Given task
Go through the items below and list every line that contains the word "shore". Case counts.

-*-

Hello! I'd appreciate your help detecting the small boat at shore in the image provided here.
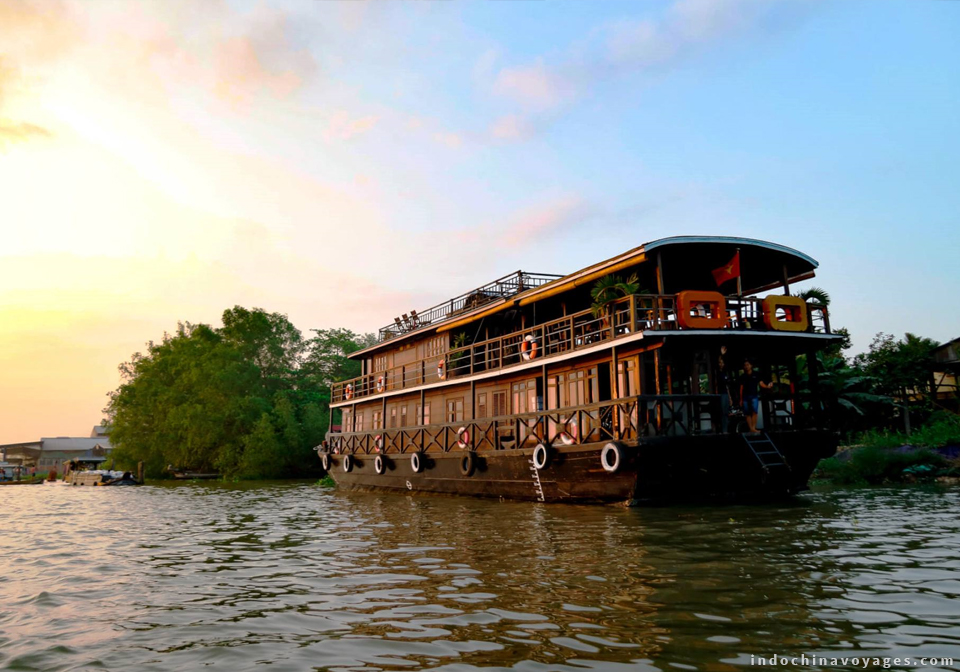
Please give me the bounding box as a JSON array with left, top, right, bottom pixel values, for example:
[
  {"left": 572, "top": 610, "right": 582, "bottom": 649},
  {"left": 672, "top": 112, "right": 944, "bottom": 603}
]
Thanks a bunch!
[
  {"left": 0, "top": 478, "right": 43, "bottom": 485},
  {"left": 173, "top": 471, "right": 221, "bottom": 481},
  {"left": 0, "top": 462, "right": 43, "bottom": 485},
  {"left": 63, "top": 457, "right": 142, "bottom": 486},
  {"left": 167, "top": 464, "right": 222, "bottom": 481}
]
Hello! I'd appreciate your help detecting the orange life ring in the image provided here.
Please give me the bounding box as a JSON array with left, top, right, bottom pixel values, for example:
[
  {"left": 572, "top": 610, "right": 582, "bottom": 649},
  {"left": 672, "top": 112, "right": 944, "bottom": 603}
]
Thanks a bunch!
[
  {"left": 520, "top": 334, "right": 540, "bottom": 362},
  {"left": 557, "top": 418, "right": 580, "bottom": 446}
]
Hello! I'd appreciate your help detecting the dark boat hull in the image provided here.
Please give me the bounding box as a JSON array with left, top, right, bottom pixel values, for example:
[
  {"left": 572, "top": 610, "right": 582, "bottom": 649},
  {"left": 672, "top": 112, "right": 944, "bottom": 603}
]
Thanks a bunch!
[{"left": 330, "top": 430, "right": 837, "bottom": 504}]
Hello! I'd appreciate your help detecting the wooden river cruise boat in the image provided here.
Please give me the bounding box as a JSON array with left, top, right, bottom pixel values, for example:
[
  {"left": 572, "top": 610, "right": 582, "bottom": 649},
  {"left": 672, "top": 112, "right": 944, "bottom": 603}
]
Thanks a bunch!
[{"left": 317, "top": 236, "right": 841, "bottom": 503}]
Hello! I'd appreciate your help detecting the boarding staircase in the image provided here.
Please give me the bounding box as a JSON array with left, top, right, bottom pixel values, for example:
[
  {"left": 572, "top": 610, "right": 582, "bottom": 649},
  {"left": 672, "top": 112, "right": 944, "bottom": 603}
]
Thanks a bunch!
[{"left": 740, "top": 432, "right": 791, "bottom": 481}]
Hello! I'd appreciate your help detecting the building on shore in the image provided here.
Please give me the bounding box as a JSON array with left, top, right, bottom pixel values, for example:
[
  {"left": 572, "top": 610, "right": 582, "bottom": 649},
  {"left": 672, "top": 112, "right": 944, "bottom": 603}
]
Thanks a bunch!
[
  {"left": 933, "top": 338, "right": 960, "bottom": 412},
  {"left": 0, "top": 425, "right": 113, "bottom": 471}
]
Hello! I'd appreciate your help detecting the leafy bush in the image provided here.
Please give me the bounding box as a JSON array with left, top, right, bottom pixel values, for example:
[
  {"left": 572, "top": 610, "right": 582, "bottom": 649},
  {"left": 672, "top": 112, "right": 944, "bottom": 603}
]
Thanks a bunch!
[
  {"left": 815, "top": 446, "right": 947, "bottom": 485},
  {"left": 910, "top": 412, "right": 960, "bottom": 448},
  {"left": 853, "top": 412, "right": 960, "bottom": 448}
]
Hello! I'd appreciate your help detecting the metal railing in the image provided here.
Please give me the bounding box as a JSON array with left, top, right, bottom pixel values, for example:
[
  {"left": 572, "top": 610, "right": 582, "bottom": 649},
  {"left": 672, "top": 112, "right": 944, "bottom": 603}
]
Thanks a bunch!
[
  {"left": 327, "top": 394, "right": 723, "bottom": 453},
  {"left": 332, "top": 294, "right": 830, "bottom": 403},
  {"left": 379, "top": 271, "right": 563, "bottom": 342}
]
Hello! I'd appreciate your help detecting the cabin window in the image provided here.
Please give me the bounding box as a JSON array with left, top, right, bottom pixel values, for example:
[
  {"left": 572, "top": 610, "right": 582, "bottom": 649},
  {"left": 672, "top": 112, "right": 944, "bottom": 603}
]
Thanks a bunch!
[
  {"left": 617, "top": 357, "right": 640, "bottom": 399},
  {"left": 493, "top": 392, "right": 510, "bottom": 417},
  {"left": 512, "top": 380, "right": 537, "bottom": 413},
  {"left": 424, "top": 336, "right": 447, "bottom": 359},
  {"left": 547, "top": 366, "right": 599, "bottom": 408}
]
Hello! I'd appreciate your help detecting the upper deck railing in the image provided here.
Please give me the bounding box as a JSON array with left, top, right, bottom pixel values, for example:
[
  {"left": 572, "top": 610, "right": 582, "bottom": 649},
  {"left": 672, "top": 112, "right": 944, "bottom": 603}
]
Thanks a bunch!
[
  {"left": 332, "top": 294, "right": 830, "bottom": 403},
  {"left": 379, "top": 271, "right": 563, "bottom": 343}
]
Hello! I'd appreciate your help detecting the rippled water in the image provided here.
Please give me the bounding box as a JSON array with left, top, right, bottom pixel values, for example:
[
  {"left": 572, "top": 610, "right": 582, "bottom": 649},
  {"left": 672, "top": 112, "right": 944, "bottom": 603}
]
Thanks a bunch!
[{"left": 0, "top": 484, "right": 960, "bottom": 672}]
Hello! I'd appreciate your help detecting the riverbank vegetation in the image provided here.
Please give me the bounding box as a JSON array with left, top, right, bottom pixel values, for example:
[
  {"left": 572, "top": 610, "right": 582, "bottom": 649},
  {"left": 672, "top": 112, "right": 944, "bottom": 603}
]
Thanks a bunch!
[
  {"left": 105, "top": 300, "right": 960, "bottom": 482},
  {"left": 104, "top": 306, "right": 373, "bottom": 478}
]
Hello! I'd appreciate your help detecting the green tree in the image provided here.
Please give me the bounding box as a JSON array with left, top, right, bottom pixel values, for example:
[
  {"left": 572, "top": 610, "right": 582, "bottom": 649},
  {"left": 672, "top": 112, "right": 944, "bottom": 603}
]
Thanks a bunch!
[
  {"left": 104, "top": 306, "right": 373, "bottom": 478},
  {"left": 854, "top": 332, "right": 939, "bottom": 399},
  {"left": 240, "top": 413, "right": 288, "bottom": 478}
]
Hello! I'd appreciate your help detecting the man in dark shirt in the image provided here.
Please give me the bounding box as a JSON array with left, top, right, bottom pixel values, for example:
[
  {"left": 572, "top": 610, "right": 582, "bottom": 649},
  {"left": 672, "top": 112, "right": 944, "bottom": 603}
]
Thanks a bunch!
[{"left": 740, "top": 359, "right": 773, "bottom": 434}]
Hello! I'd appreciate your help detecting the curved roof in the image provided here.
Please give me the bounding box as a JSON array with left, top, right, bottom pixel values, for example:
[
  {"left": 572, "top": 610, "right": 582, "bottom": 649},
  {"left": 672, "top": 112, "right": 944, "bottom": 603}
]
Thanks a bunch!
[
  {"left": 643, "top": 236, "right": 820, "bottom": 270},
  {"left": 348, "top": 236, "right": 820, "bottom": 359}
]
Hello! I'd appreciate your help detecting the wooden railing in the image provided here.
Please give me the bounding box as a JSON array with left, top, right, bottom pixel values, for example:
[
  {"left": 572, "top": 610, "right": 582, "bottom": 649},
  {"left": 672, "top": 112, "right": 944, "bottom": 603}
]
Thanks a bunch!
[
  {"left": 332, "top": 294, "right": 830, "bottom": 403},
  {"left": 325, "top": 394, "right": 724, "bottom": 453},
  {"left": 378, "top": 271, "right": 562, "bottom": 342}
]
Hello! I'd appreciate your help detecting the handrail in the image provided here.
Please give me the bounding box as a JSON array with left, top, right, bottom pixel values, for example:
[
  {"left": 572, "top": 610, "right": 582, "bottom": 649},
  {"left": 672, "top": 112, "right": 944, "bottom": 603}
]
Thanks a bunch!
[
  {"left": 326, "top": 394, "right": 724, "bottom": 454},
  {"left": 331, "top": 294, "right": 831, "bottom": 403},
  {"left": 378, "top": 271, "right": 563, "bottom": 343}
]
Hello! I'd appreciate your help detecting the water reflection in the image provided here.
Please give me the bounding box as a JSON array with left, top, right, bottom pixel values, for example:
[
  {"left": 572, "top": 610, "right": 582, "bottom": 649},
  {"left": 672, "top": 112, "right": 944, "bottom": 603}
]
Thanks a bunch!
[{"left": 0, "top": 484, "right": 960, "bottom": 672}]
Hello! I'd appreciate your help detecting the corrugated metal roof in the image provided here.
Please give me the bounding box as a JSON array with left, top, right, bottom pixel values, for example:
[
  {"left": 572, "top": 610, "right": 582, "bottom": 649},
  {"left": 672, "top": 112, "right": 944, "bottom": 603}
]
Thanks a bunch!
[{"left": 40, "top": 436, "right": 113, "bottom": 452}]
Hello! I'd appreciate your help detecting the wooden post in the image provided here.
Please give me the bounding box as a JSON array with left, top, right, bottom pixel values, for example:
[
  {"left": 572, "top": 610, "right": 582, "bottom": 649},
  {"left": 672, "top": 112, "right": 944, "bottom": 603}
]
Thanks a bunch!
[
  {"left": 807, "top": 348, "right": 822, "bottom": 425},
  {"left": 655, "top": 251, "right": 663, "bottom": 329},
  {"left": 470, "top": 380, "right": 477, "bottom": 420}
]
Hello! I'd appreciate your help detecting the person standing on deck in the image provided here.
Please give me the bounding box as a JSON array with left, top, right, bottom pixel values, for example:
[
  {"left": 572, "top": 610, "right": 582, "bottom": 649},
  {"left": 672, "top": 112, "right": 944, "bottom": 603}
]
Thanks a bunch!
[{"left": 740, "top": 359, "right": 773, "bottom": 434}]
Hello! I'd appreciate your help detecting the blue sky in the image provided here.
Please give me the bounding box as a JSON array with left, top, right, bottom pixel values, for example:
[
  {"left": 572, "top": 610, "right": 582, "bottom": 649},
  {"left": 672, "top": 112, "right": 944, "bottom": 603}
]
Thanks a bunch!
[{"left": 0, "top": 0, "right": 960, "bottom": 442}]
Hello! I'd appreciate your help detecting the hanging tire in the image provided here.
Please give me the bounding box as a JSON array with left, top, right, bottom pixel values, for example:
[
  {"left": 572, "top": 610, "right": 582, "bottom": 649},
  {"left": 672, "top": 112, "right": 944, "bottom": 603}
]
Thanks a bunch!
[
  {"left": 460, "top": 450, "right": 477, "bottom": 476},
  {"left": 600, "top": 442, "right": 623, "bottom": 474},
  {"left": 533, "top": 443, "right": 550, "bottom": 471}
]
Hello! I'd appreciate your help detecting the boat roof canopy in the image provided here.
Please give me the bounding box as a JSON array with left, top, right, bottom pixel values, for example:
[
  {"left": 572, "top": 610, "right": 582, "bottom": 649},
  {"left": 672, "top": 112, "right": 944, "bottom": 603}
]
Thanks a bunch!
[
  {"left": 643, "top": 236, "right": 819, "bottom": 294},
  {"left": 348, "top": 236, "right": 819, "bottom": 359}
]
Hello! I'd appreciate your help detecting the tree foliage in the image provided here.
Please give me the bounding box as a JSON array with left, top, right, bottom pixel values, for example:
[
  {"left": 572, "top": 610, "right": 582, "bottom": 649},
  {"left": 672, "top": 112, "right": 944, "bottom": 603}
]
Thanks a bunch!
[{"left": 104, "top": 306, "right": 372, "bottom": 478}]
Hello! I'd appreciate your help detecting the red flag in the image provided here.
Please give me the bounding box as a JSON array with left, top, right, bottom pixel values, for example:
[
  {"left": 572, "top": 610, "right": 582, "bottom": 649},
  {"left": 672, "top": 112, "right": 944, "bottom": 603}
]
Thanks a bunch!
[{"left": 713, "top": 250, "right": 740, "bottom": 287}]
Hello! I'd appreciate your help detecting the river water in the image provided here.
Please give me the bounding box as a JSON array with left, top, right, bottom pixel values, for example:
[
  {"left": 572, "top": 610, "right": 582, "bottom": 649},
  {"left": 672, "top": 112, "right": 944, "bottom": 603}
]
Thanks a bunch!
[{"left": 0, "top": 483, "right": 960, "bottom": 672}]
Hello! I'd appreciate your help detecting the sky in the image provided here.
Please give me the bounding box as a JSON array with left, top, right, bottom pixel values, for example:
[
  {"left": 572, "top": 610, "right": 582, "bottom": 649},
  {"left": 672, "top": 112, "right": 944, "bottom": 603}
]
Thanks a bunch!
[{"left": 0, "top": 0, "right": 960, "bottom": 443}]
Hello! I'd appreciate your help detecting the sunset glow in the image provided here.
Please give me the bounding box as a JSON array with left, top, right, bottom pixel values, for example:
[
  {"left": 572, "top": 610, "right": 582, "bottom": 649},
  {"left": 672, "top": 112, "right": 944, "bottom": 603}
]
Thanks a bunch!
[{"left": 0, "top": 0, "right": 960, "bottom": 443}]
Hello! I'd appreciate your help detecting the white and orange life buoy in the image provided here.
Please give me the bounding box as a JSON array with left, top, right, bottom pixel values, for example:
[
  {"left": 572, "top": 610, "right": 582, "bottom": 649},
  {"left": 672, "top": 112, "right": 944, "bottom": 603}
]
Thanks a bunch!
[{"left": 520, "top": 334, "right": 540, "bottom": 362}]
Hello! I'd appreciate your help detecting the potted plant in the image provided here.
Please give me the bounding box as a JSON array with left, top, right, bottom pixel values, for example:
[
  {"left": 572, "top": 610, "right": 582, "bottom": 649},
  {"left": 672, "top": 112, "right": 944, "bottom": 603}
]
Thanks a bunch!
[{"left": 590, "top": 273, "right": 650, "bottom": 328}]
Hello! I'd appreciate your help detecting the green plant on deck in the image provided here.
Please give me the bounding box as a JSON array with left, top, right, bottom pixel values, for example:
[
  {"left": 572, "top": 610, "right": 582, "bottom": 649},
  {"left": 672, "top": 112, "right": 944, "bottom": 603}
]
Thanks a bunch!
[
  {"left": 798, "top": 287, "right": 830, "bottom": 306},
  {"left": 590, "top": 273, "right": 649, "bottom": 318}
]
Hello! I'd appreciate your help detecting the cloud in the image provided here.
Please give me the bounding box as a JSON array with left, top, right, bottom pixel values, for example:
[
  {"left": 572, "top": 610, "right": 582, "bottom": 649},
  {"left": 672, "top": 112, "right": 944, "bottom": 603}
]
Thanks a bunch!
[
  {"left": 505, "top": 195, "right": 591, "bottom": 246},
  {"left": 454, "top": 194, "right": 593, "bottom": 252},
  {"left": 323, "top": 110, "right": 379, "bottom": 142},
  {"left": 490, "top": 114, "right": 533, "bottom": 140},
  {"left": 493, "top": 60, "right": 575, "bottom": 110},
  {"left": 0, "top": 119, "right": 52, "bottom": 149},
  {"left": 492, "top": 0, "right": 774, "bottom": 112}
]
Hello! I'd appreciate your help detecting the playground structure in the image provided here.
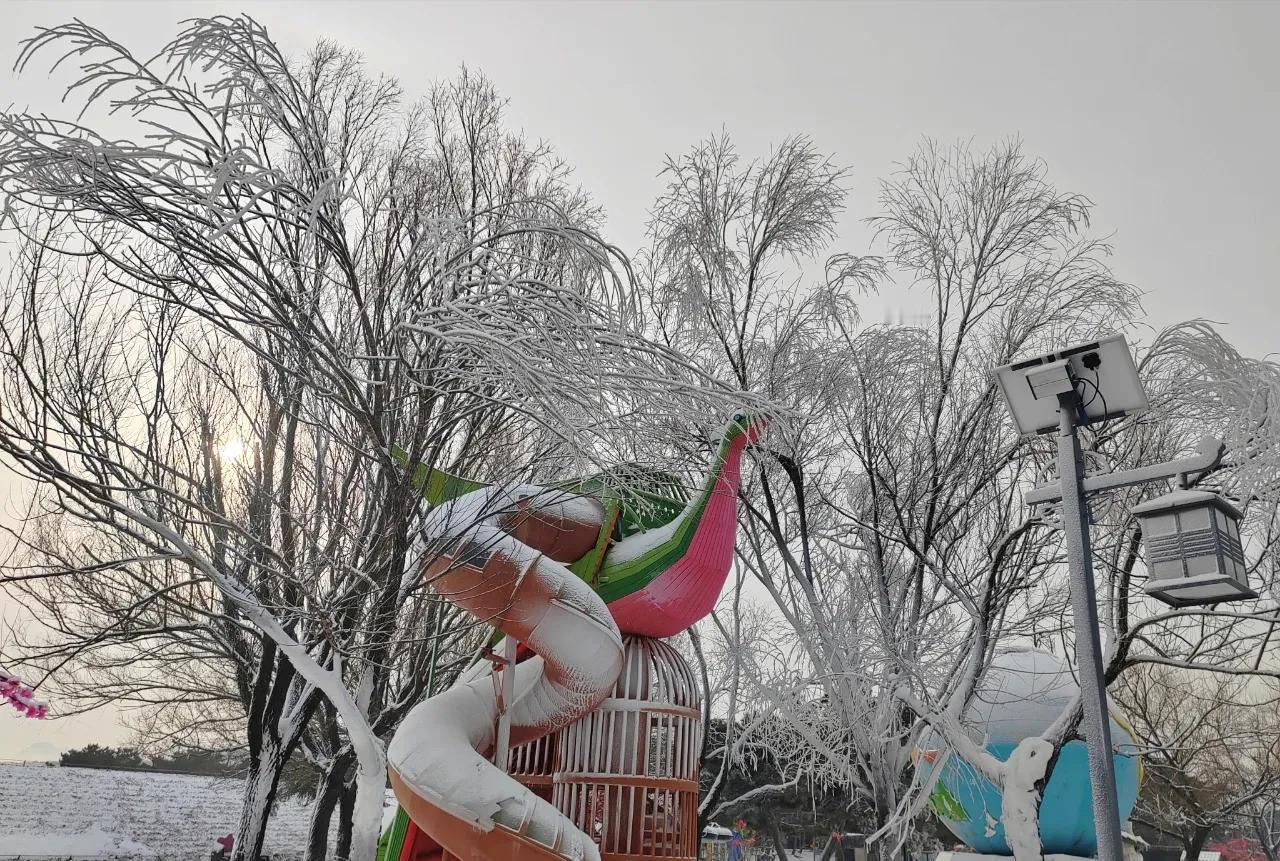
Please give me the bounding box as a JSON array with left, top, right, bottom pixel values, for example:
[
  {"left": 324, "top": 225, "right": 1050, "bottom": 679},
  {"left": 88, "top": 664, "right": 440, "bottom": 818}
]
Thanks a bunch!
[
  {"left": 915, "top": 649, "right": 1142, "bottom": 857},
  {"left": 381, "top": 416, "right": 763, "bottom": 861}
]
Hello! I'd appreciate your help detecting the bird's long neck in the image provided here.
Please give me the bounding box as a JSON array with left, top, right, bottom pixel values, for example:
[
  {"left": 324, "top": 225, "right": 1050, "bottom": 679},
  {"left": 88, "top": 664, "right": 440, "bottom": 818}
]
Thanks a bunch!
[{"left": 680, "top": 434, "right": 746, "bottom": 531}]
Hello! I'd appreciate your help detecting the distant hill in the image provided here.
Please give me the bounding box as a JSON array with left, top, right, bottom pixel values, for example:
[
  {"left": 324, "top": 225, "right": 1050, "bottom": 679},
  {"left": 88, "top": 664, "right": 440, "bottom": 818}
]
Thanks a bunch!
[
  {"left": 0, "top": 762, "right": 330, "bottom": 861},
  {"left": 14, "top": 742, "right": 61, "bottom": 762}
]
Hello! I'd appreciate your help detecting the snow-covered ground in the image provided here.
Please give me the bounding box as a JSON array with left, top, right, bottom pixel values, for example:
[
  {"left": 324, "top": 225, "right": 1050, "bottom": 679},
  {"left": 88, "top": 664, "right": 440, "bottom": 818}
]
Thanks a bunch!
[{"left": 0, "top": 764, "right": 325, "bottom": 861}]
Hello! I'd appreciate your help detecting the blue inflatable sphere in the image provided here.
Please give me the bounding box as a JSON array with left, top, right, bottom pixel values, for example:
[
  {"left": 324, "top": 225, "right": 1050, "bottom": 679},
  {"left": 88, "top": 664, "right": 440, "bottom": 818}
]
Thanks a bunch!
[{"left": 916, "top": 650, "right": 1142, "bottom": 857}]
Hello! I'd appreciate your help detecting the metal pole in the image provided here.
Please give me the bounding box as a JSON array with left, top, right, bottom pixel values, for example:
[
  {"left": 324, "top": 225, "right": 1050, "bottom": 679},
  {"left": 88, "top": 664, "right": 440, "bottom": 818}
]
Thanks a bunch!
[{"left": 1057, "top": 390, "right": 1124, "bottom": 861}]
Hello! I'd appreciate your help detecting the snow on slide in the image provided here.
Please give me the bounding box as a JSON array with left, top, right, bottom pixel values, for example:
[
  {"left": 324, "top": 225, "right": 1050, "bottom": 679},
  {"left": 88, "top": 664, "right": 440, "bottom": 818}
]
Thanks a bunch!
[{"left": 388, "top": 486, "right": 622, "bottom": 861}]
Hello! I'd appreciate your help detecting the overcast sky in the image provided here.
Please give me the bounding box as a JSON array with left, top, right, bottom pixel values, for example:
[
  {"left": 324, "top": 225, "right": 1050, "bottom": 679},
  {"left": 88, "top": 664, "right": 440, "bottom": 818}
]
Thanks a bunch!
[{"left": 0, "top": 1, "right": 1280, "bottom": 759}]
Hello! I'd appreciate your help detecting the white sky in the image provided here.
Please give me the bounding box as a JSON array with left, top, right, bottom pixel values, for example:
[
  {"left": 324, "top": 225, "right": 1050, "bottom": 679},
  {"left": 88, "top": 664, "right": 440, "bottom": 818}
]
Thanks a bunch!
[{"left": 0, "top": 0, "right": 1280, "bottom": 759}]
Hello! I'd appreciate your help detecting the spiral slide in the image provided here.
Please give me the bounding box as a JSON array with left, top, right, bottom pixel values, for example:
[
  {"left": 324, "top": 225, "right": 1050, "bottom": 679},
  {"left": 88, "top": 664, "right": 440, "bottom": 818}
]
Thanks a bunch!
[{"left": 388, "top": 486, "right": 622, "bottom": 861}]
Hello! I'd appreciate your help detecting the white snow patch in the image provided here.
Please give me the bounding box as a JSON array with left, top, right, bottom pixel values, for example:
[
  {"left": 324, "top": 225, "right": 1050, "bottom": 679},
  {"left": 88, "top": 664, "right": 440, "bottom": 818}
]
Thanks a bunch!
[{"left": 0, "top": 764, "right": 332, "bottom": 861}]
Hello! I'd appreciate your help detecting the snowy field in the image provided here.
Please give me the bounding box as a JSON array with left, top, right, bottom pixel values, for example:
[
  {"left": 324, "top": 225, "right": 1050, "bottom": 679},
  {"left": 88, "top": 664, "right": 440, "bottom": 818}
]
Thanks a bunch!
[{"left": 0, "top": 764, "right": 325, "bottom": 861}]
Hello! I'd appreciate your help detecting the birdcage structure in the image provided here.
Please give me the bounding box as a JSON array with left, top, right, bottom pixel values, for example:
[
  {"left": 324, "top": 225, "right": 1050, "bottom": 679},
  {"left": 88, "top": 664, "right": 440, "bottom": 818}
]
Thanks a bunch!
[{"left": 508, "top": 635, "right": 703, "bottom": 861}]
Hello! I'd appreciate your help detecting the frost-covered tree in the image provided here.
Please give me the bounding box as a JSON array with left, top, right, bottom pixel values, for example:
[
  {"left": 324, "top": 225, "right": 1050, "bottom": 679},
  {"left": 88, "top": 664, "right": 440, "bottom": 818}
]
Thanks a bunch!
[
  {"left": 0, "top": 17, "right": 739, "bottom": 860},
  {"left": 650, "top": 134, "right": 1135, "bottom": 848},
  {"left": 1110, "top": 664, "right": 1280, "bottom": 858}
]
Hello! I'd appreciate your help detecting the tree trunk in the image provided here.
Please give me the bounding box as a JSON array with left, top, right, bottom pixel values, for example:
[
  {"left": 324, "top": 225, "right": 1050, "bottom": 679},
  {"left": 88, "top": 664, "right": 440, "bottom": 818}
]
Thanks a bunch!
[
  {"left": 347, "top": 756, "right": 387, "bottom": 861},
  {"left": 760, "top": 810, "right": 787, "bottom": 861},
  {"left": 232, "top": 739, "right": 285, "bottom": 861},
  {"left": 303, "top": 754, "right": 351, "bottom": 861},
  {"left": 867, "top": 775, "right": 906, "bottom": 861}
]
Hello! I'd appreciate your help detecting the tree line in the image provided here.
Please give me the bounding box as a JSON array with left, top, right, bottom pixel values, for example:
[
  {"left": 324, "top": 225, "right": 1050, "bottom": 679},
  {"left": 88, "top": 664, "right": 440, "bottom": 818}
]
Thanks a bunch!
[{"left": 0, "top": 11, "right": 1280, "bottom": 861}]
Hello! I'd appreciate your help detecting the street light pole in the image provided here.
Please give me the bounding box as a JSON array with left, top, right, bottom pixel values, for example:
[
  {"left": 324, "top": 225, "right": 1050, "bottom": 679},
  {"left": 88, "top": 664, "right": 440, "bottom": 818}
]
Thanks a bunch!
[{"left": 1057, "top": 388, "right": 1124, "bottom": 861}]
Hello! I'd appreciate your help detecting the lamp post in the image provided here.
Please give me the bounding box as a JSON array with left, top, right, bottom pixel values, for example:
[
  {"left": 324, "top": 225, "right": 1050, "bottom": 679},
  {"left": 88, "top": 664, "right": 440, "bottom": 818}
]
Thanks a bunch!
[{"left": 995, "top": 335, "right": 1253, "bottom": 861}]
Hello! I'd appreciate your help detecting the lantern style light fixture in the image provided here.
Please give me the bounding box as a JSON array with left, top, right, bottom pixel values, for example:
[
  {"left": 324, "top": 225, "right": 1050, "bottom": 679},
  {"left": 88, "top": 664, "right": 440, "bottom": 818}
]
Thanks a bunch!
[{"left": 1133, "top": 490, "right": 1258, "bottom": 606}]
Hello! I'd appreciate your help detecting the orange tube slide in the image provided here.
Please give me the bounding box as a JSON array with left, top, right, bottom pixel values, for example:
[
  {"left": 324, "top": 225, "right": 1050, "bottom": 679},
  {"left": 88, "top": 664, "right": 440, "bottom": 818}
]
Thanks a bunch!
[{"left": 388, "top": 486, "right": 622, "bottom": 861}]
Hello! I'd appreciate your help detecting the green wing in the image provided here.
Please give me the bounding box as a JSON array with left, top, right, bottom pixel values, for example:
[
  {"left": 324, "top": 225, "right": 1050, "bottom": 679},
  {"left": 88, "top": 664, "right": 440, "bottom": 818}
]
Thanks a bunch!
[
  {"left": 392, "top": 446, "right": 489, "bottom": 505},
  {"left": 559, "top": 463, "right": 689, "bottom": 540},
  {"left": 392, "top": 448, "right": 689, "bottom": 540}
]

-*-

Output of the task
Hello! I'd appreciate your help detecting the small boat at shore in the image provided here.
Hello! I'd appreciate your help detecting the building on shore in the image provided here.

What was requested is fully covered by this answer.